Exercise prompt:
Write out each line below precisely, passing over the pictures.

Given records:

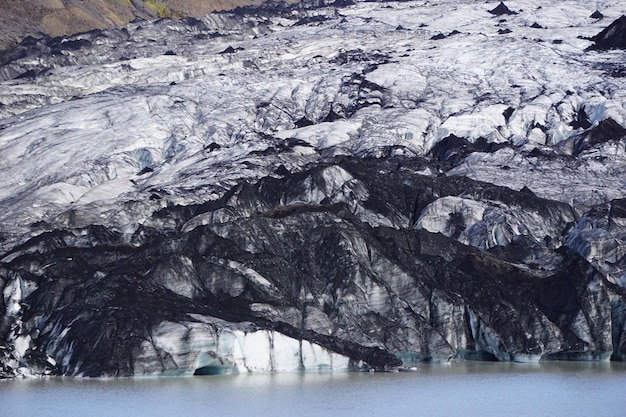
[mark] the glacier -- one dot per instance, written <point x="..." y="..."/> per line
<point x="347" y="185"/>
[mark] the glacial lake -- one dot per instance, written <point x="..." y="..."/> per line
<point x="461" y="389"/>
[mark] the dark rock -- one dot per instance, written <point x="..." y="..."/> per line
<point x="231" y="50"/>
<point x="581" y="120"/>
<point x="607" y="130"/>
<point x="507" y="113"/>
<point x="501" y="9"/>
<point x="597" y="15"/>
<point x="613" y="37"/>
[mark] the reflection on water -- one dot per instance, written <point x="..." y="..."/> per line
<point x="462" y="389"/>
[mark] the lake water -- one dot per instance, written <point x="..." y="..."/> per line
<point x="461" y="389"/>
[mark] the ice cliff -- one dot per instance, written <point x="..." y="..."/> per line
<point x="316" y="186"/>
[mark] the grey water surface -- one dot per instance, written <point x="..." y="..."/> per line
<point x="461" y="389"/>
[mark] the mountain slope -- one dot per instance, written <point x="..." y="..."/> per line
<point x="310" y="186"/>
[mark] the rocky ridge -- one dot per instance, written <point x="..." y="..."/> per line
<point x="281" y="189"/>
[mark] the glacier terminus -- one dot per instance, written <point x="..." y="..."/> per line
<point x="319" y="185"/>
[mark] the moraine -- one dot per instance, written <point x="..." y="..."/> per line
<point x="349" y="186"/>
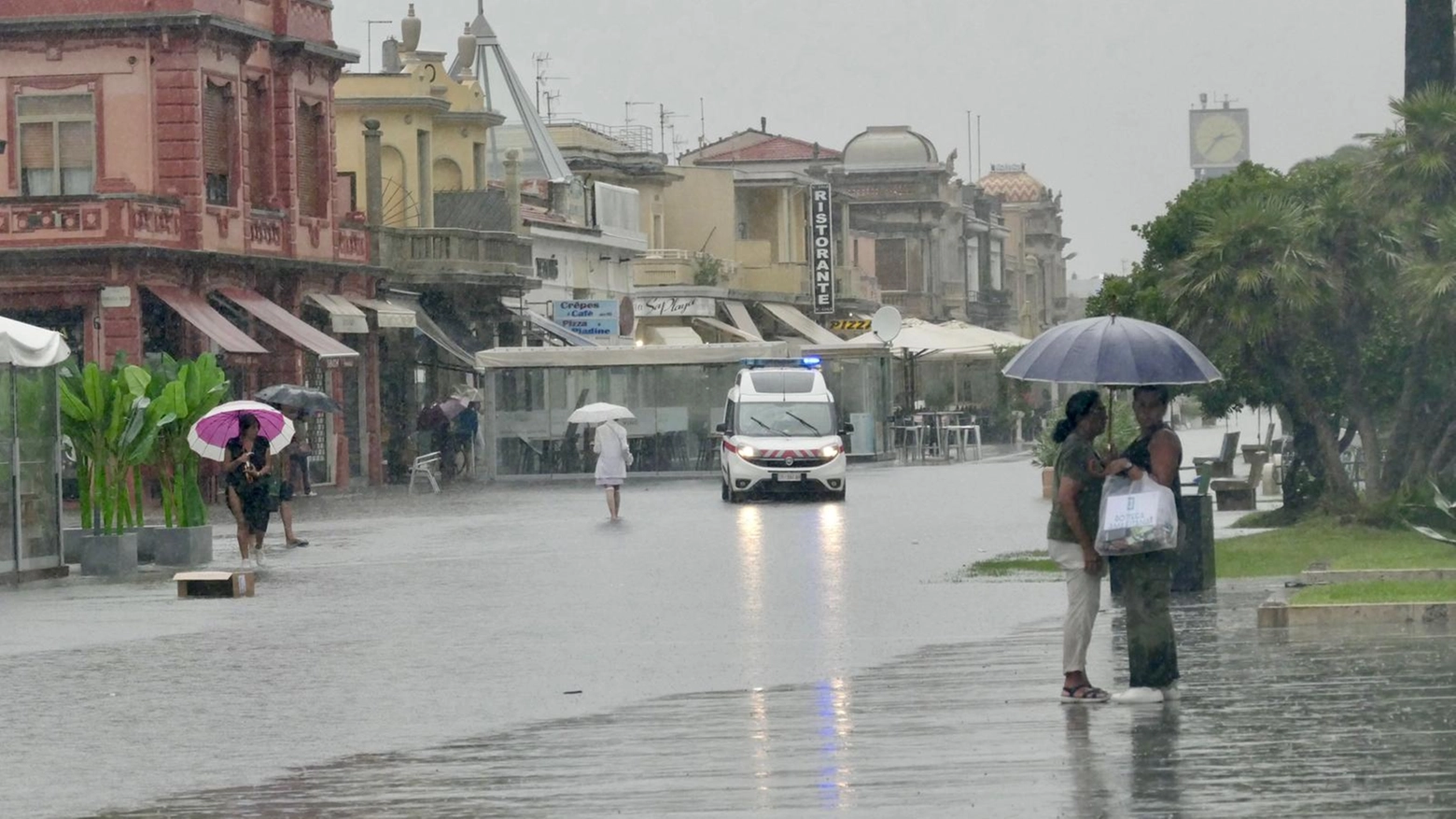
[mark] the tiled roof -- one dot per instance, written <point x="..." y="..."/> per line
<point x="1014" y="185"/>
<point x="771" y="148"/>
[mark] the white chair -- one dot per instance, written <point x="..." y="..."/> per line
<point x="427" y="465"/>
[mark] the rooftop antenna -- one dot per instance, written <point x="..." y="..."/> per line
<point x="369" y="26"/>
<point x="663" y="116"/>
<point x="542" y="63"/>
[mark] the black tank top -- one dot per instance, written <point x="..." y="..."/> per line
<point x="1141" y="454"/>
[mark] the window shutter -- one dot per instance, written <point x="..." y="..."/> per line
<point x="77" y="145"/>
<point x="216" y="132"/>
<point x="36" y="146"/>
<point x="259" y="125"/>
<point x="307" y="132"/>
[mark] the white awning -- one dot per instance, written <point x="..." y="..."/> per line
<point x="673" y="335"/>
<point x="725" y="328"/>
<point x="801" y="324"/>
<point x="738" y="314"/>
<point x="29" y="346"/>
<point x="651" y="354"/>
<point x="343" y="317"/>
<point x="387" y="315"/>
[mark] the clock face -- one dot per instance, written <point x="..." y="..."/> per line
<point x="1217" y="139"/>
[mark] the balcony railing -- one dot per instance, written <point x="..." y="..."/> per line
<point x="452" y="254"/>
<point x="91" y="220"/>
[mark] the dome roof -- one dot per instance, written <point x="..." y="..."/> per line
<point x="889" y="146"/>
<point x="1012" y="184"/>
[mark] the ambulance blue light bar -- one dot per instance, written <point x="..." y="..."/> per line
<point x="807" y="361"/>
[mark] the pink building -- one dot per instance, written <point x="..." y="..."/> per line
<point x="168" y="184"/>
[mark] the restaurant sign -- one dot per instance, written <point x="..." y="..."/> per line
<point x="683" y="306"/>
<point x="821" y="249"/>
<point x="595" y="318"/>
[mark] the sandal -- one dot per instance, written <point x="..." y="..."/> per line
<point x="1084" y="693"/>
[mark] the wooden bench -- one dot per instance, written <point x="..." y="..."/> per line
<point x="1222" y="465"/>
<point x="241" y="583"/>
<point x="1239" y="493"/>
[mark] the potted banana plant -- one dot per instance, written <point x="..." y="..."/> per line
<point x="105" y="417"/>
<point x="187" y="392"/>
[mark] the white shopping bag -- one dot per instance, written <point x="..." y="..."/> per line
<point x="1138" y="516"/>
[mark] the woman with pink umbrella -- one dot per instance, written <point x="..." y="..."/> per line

Response below:
[mark] the glacier -- one dot per instance, written <point x="..." y="..."/> per line
<point x="347" y="185"/>
[mark] the glacial lake -- one dot per instance, written <point x="..." y="..."/> per line
<point x="461" y="389"/>
[mark] the dark rock -- one dot per instance, written <point x="..." y="..."/> per line
<point x="231" y="50"/>
<point x="581" y="120"/>
<point x="607" y="130"/>
<point x="507" y="113"/>
<point x="501" y="9"/>
<point x="597" y="15"/>
<point x="613" y="37"/>
[mark] the reflection on water -- one dot per instance, written <point x="..." y="..."/> per line
<point x="462" y="389"/>
[mark] the lake water -- one dot per instance, written <point x="..." y="..."/> per line
<point x="461" y="389"/>
[mark] the ice cliff -- one dot per instance, written <point x="..." y="..."/> per line
<point x="316" y="186"/>
[mark] the grey water surface -- one dot per instance, written <point x="..." y="..."/> per line
<point x="461" y="389"/>
[mark] the mountain slope -- one dot per instance, written <point x="..." y="..."/> per line
<point x="310" y="186"/>
[mark] the rocky ridge -- one dot per instance, written <point x="..." y="..."/> per line
<point x="281" y="189"/>
[mark] the glacier terminus -- one dot per instance, written <point x="..." y="..."/> per line
<point x="319" y="185"/>
[mark] the moraine -- one dot per instance, written <point x="..." y="..."/> per line
<point x="349" y="186"/>
[mark] the tiled roof -- one dot per instance, written <point x="..." y="..."/> per line
<point x="1014" y="185"/>
<point x="771" y="148"/>
[mark] the white chair -- one dot per instance, written <point x="..." y="..."/> per line
<point x="427" y="465"/>
[mark] the rooftop antenna -- one dot per instance, written <point x="..." y="..."/> per line
<point x="369" y="26"/>
<point x="663" y="116"/>
<point x="542" y="63"/>
[mark] the black tank top -- one dot per instance, written <point x="..." y="..."/> per line
<point x="1141" y="454"/>
[mark] the window shutter -- one dot per instance, written <point x="..." y="..."/> per line
<point x="77" y="145"/>
<point x="216" y="132"/>
<point x="36" y="146"/>
<point x="259" y="125"/>
<point x="307" y="132"/>
[mark] the white awning -- one dot per instance, written <point x="..." y="..."/> per line
<point x="673" y="335"/>
<point x="725" y="328"/>
<point x="801" y="324"/>
<point x="738" y="314"/>
<point x="29" y="346"/>
<point x="651" y="354"/>
<point x="343" y="317"/>
<point x="387" y="315"/>
[mark] the clock face -- one dot per instance, written <point x="..." y="..."/> per line
<point x="1217" y="139"/>
[mark] the balcony railing -- one dot per instance, written <point x="..." y="..."/> per line
<point x="452" y="254"/>
<point x="91" y="220"/>
[mark] the dome roof -- one dot per instance, written <point x="..." y="..."/> per line
<point x="889" y="146"/>
<point x="1012" y="184"/>
[mark] the ambulance blue light bar -- one dot per instance, written <point x="..." y="..."/> per line
<point x="807" y="361"/>
[mark] the pink building -- one dot per instance, written <point x="..." y="..."/> per line
<point x="168" y="184"/>
[mark] the restaurant sign -- one dot per instance, written <point x="..." y="..."/> per line
<point x="683" y="306"/>
<point x="821" y="249"/>
<point x="595" y="318"/>
[mark] the sandal -- one dot per instance, written <point x="..." y="..."/> per line
<point x="1084" y="693"/>
[mark] the wooden bench -- one dot per instance, written <point x="..." y="..."/> per line
<point x="1222" y="465"/>
<point x="241" y="583"/>
<point x="1239" y="493"/>
[mark] the potted banana plant -- one dot per instance, written <point x="..." y="..."/> per line
<point x="105" y="417"/>
<point x="187" y="392"/>
[mark] the white shopping bag -- one dot per instance, written <point x="..." y="..."/> per line
<point x="1138" y="516"/>
[mark] the woman with pink umbrella -- one dot per instance, written <point x="..." y="..."/> per line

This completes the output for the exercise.